*Your goal:* Copy out all of the records below, changing "pick-planner roster" to "inventory list" wherever it occurs and keeping everything else identical.

[Records provided start]

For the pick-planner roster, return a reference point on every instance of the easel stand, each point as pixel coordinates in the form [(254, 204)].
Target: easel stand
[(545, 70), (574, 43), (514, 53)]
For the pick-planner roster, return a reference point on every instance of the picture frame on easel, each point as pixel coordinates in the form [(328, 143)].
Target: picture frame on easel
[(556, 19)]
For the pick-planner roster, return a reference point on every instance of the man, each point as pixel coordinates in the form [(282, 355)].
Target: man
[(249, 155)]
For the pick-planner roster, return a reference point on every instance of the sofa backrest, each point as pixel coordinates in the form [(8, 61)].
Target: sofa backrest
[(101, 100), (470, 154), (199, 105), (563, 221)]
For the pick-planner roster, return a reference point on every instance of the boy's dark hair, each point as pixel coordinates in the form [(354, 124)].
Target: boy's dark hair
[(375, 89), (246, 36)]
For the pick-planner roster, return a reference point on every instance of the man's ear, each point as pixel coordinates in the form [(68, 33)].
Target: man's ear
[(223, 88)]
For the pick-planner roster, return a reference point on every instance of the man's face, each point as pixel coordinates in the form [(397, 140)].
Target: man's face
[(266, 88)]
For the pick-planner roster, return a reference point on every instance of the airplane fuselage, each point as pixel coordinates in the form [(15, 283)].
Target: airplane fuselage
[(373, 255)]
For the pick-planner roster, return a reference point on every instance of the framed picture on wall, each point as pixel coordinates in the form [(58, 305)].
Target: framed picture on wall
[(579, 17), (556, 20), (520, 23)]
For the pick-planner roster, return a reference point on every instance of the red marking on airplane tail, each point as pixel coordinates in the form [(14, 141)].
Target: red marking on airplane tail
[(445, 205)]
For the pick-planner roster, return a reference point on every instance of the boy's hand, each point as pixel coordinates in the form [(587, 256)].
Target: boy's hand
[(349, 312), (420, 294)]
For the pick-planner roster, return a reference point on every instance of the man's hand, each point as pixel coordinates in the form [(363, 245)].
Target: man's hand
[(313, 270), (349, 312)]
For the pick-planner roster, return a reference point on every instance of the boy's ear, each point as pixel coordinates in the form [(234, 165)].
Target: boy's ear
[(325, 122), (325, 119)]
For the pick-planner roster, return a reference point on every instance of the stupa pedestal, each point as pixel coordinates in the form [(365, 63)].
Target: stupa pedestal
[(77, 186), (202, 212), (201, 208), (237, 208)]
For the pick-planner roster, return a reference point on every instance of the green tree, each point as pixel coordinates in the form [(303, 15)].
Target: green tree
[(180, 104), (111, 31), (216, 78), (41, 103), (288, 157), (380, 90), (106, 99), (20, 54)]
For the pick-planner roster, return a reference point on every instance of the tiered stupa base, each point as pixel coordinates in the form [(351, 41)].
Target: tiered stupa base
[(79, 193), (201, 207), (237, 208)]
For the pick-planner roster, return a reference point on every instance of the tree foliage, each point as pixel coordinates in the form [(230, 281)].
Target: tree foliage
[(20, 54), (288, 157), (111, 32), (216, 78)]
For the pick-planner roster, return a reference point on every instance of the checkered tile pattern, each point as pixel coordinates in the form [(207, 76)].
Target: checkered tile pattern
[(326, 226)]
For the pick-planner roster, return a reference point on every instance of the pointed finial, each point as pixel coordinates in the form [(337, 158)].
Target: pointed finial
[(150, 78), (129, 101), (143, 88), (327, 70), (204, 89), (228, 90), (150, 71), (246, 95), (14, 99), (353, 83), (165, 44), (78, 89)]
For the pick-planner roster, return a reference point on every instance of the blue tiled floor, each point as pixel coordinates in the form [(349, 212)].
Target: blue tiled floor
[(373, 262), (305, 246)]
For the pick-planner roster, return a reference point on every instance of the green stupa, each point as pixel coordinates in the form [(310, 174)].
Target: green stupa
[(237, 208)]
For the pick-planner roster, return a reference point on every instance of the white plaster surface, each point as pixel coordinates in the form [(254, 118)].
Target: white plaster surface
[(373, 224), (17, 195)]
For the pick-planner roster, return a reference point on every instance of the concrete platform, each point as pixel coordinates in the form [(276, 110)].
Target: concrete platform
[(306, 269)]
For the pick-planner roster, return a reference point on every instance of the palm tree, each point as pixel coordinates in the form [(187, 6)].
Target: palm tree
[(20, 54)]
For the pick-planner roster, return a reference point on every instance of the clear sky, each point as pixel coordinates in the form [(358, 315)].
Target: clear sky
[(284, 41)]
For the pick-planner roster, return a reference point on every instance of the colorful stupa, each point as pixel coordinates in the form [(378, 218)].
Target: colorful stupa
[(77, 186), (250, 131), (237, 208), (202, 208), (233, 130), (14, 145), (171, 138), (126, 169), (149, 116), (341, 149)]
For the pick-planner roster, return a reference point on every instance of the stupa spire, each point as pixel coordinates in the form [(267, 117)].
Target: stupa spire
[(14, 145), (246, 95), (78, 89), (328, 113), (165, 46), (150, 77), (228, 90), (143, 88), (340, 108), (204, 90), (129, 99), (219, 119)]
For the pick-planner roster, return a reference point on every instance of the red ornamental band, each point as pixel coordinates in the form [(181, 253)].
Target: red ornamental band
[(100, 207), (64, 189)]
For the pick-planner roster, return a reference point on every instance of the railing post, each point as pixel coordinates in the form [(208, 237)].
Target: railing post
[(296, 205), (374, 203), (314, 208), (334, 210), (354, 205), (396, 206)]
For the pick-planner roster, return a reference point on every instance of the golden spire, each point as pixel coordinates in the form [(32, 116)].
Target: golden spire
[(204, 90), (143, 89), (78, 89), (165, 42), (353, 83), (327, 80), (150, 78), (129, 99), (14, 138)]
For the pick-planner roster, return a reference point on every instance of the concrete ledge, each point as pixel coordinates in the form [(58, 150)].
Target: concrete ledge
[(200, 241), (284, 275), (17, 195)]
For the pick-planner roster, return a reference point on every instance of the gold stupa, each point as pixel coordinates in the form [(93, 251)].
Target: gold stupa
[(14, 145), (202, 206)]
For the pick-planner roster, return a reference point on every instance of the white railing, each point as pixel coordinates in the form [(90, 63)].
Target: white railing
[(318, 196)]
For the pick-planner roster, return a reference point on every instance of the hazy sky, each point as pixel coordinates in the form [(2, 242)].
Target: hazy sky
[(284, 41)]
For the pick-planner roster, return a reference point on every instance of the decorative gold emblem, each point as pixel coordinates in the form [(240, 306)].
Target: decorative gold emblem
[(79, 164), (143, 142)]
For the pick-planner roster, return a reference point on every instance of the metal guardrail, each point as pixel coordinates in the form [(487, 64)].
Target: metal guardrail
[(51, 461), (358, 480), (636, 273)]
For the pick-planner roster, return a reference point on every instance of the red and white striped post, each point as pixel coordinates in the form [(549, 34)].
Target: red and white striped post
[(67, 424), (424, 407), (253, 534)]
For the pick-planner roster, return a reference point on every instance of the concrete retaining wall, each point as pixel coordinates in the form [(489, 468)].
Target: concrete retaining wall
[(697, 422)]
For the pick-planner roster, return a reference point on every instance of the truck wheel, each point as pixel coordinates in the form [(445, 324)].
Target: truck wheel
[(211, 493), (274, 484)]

[Records provided end]

*Task result:*
For the inventory list, return a reference point on every instance of the easel stand, each point as pixel coordinates in the form [(254, 204)].
Target: easel stand
[(545, 70), (574, 43), (514, 53)]
For the inventory list, return a reference point on every instance of the picture frame on easel, each point as pixel coordinates in the form [(328, 143)].
Target: picture frame on easel
[(556, 19)]
For the inventory list, return a reference point on every instance of the man, each point as pixel coordinates in the form [(282, 355)].
Target: man
[(249, 155)]
For the inventory list, return a reference point on every instance of the sofa backrest, each point as pixel coordinates in the form [(8, 61)].
Target: sofa backrest
[(101, 100), (470, 154), (199, 105), (563, 221)]
For the inventory list, return a reference point on every instance of the boy's dark hair, each point as pixel coordinates in the form [(354, 124)].
Target: boy's dark hair
[(375, 89), (246, 36)]
For the inventory list, return a reference point on every instance of the man's ear, each point as pixel coordinates in the form [(68, 33)].
Target: man's ear
[(223, 88)]
For the inventory list, return a reference point on every instance of the man's face, each point as pixel coordinates in the form [(397, 140)].
Target: man's face
[(266, 88)]
For the inventory list, return a reference point on every instance of the airplane fuselage, each point as pixel coordinates in the form [(15, 283)].
Target: airplane fuselage
[(373, 255)]
For the inventory list, return a reference point on every instance of the framed picture on wall, each point as pixel coordinates in the form [(58, 305)].
Target: framed picture on wall
[(579, 17), (556, 20), (520, 23)]
For the inventory list, return a reference point on every instance of the red marking on airplane tail, each point as pixel coordinates in the form [(14, 141)].
Target: red marking on airplane tail
[(445, 205)]
For the inventory list, return a reference point on every instance of the boy's hand, each point as pixel coordinates in the form [(587, 256)].
Target: boy's hand
[(349, 312), (420, 294)]
For the inventory list, return a reference point on every instance of the man's hand, each point as pixel coordinates in the form [(363, 245)].
Target: man's hand
[(313, 270), (349, 312)]
For the inventory list, return a reference point on every instance of the boy's ear, each point as pixel coordinates in the form [(234, 165)].
Target: boy's ear
[(325, 122), (325, 119)]
For the inventory list, return a reference point on every instance of the stupa pedestal, each point as pixel coordinates in the form [(365, 63)].
Target: stupa pedestal
[(77, 186), (202, 212), (201, 208), (237, 208)]
For the inventory list, return a reference point on every instance of the green tree, each point as pixel coordinates in the form [(303, 15)].
Target: green tree
[(180, 104), (111, 31), (216, 78), (41, 103), (288, 157), (380, 90), (106, 99), (20, 54)]
For the inventory list, return a reference point on every instance of the tiered stupa base, each point as pixel coordinates in the form [(351, 41)].
Target: tiered stupa base
[(79, 193), (201, 207), (237, 208)]
For the inventory list, return a reference point on every instance of the tree foliage, each point as pixel coordinates in the form [(230, 281)].
Target: tree foliage
[(20, 54), (288, 157), (111, 32), (216, 78)]
For the inventory list, return a reference point on every instance of the checkered tile pattern, each point as pixel coordinates in the form [(207, 76)].
Target: checkered tile pattern
[(326, 226)]
For the inventory list, return a reference point on every instance of the pointed finial, each point as pixel coordinates in the form [(337, 158)].
Target: pointed finial
[(150, 78), (129, 101), (143, 88), (327, 70), (204, 89), (228, 90), (150, 71), (246, 95), (14, 99), (353, 83), (165, 44), (78, 89)]
For the inventory list, return a reference point on every instance of the blue tiled floor, each point as pixel coordinates in the form [(349, 212)].
Target: blue tiled floor
[(373, 262), (305, 246)]
For the inventory list, return a reference point on every instance of the green stupa, each point as pixel coordinates in the form [(310, 174)].
Target: green stupa
[(237, 208)]
For the inventory list, return a reference point on every instance of the white plaster surface, each point as pixel coordinates in the form [(254, 118)].
Target: white plaster surface
[(373, 224), (17, 195)]
For the inventory list, return a reference point on every instance of the concrete platform, each point as pixel coordinates in the form [(276, 110)].
Target: concrete platform
[(306, 269)]
For the inventory list, return a reference point on every instance of the palm tree, each point as pixel coordinates in the form [(187, 6)].
Target: palm tree
[(20, 54)]
For the inventory list, return a reference point on every instance of the clear sky, each point as pixel coordinates in the form [(358, 315)].
Target: clear sky
[(284, 41)]
For the inventory list, return a reference point on every instance of the colorful stupa, each point as pixel coordinates in the form [(378, 218)].
Target: colorful stupa
[(77, 186), (250, 131), (237, 208), (202, 208), (233, 130), (14, 145), (171, 138), (126, 169), (149, 116), (341, 149)]
For the inventory list, return a reference point on every instance of the stupa spire, each point as pixel coordinates in the form [(267, 117)].
Target: stupa spire
[(14, 145), (246, 95), (78, 89), (328, 113), (165, 46), (150, 77), (228, 90), (143, 88), (340, 108), (204, 90), (129, 99), (219, 119)]
For the inventory list, return a reference point on every instance of the red ornamental band, each point as pixel coordinates in the form [(181, 253)].
Target: red ornamental band
[(100, 207), (64, 189)]
For the inventory list, return a reference point on every instance of the railing post, each point as pixel coordinates in the form [(208, 237)].
Target: railing post
[(296, 205), (374, 203), (314, 208), (334, 210), (354, 205), (396, 206)]
For the inventory list, return a reference point on every instance of the golden spire, each point as pixel coordinates in the form [(32, 116)].
Target: golden spire
[(204, 90), (143, 89), (78, 89), (165, 42), (353, 83), (327, 80), (150, 78), (129, 99), (14, 138)]
For the inventory list, return a reference point on every instance of the concrete ledge, each point as pixel coordinates in the form [(58, 150)].
Target: concrete ledge
[(200, 241), (284, 275), (17, 195)]
For the inventory list, return a reference point on every instance of the gold stupa, each point as pixel coordinates in the form [(93, 251)].
Target: gold stupa
[(14, 145), (202, 206)]
For the inventory list, return a reference point on every instance of the white railing, each point as pixel coordinates in the form [(90, 63)].
Target: white railing
[(318, 196)]
For the inventory list, return a reference point on every instance of the hazy sky, each point as pixel coordinates in the form [(2, 242)].
Target: hazy sky
[(284, 41)]
For the inventory list, return a reference point on every instance of the decorative gold emblem, each point as pixel coordinates in the form [(240, 306)].
Target: decorative gold emblem
[(79, 164), (143, 142)]
For the inventory list, return a reference point on every instance of the metal guardrail, each point as pixel coordinates in the form [(487, 64)].
Target: metal guardrail
[(51, 461), (358, 480), (636, 273)]
For the inventory list, return a reference point on every instance of the red and white striped post, each point as pixel coordinates in the form [(549, 34)].
Target: red and white striped post
[(67, 424), (424, 407), (253, 534)]
For the inventory list, return a reference point on every instance of the concrete retaining wall, each point as pixel coordinates in the form [(489, 468)].
Target: concrete retaining wall
[(697, 422)]
For the inventory list, return a reference point on every instance of the truck wheel, each point as pixel coordinates in the form [(445, 324)].
Target: truck wheel
[(211, 493), (274, 484)]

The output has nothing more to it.